[start Text passage]
Atrocity puts spotlight on anti-gay laws

By Leslie Feinberg

Yet another right-wing lynching has claimed a life, this time in Richmond, Va.--once the capital of the slave owners' Confederacy.

Like the horrific murders of James Byrd Jr. in Jasper, Texas, Matthew Shepard in Laramie, Wyo., and Billy Jack Gaither in Sylacauga, Ala., the killing bore the stamp of a Klan-style execution.

But the hideous murder of Edward Northington in Richmond laid bare the half-hidden relationship of the police, courts and lawmakers to this right-wing violence.

On March 1, two pedestrians found the severed head of Northington, a gay white man, carefully placed on a footbridge in James River Park. The rest of his body was found nearly a mile away, in the James River.

Police say they believe Northington was beheaded along the river bank. Then whoever murdered him carried his head about a half-mile through the park, climbed 70 steps to the pedestrian walkway and placed it in the middle of the footbridge.

The site is a reportedly popular meeting area for gay men. According to the March 12 New York Blade, "It was also a recreational spot popular with gay men during the summer months."

James River Park has also been the epicenter of a large-scale, anti-gay police entrapment offensive. Undercover Richmond police approach men in the guise of willing sex partners. When the men verbally accept, they are immediately arrested on the charge of solicitation for "sodomy."
[end Text passage]
[start The data]
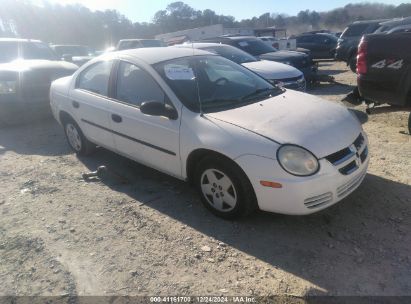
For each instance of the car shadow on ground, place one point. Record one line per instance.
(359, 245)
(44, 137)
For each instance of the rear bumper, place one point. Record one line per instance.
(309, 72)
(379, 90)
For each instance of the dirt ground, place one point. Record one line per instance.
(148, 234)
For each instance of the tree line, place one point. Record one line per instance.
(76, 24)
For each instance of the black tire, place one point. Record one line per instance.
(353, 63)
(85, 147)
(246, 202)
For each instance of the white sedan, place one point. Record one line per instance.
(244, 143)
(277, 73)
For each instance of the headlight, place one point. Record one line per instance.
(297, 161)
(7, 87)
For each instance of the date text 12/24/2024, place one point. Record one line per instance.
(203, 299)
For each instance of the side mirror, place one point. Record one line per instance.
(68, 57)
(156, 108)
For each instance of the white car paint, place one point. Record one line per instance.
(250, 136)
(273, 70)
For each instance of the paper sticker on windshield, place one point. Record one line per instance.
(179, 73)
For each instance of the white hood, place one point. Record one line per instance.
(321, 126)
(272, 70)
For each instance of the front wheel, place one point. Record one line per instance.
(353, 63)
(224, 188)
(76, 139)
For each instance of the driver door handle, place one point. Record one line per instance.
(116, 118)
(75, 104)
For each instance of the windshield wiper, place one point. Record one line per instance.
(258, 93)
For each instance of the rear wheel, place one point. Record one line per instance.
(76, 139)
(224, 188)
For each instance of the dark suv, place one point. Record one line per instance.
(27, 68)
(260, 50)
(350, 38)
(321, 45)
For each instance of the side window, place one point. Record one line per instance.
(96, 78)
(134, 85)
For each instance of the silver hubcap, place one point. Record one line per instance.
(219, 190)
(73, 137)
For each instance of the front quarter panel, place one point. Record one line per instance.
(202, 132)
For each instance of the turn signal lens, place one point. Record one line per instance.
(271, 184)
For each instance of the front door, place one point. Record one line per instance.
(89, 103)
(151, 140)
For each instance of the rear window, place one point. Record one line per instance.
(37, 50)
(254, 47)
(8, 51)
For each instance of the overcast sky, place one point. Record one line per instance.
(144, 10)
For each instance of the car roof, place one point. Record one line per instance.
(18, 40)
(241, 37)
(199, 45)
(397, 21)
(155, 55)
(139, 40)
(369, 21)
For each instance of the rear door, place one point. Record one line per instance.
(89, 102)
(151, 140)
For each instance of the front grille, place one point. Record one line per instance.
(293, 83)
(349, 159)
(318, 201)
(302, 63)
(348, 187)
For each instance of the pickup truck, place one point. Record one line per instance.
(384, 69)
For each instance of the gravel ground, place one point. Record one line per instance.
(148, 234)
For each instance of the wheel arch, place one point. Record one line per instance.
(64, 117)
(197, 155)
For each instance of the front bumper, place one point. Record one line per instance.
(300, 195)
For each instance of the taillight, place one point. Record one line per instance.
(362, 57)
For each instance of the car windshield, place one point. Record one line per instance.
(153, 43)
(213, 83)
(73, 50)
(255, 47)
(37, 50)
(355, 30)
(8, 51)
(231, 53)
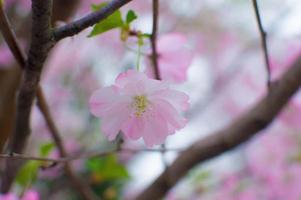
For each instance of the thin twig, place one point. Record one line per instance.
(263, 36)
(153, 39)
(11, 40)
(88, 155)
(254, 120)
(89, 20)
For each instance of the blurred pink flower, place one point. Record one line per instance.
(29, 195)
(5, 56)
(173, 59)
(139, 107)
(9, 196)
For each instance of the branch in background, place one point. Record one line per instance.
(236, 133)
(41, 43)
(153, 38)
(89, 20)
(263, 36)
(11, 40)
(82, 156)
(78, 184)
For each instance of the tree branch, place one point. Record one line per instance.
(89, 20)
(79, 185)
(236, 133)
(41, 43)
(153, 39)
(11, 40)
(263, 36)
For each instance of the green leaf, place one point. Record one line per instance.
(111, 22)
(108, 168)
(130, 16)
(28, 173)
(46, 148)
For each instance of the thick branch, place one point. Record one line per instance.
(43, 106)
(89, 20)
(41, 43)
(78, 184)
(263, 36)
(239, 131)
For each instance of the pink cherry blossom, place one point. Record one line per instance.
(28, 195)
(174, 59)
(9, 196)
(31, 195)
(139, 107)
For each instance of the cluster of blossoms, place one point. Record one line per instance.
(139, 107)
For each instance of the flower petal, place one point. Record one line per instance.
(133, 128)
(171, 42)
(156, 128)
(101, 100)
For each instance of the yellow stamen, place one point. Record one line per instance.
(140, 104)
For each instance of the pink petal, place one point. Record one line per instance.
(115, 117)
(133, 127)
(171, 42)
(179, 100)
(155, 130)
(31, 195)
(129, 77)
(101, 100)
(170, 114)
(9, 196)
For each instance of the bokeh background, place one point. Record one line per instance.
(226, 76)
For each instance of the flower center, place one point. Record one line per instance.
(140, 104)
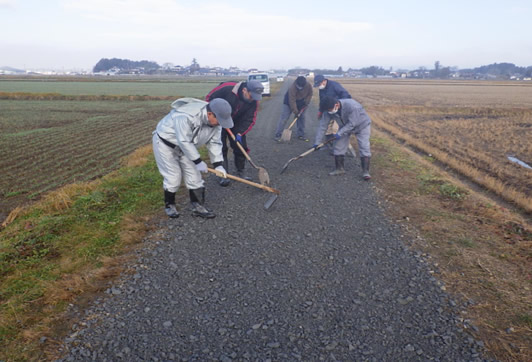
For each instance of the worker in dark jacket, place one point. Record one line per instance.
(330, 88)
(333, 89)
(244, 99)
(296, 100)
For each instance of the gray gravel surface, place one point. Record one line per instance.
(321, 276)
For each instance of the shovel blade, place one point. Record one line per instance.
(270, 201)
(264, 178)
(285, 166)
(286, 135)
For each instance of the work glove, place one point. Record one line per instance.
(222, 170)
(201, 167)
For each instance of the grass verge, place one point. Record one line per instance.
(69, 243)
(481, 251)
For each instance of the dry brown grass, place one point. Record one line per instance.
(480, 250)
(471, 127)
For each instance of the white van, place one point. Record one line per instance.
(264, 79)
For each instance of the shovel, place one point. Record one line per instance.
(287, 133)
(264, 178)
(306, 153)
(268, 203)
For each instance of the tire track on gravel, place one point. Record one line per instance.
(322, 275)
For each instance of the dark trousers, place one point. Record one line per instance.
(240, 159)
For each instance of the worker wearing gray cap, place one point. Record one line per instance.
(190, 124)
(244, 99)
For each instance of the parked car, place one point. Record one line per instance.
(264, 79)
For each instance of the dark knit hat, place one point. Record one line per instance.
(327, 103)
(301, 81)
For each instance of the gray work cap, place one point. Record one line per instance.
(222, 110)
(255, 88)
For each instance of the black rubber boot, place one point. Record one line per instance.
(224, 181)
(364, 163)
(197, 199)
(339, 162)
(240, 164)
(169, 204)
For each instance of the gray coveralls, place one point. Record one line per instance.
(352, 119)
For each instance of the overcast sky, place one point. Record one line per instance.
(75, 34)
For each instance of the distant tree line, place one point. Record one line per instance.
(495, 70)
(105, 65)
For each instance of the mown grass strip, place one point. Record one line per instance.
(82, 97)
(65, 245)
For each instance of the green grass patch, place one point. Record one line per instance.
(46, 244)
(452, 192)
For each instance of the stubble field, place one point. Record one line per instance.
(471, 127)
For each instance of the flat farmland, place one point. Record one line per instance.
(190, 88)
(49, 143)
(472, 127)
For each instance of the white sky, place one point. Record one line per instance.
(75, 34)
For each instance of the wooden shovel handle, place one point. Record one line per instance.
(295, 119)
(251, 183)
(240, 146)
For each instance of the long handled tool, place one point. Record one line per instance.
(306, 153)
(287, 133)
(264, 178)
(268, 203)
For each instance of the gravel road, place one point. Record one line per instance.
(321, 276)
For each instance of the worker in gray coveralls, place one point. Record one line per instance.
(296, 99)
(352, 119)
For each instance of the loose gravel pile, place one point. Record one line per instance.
[end The data]
Required work =>
- a) State how many lines of the records contain the string "worker". Reply with the number alone.
- b) Pick up the article on the Richmond killing and anti-gay laws after its final sentence and write what comes next.
The article and the records were taken from unrelated sources.

Per-task answers =>
- a) 3

- b)
Some 53 gay men have been arrested in city parks--including James River Park--in the last two months.

Based on widespread local media reporting of the arrests in James River Park, it wasn't hard for Northington's killer--or killers--to know where to find gay men. But whoever was responsible did not seem to be concerned about getting caught in the snare of police surveillance.

Why not?

And why didn't undercover cops see what happened that night? Did police literally "look the other way"? Was a cop, or cops, involved in the murder?

Also, since the cops and courts have criminalized the gay and bisexual men who frequent the park, how can anyone who might have information about the murder turn to the police?

Only an independent investigation can determine the truth. That panel has to include members of the lesbian/gay/bi/ trans communities. And it must have the power to subpoena police officers.

Expunge anti-gay, anti-trans
laws now!

"It may be a hate crime, it may be a sex crime, it may be a ritualistic crime," a police homicide detective said about Northington's murder to the March 6 Richmond Times-Dispatch.

That's the kind of intolerable slap in the face that drives some lesbians and gay men to demand hate-crimes legislation. They want laws that force the cops to call these crimes what they are: driven by bigotry. And they want the state to get tough with bashers once and for all.

Newspaper editorials and politicians--including President Bill Clinton--have called on the lesbian, gay, bi and trans communities to channel their outrage and frustration into focusing on the inclusion of a sexual orientation category in hate-crime laws as the solution to anti-gay and anti-trans murders and assaults.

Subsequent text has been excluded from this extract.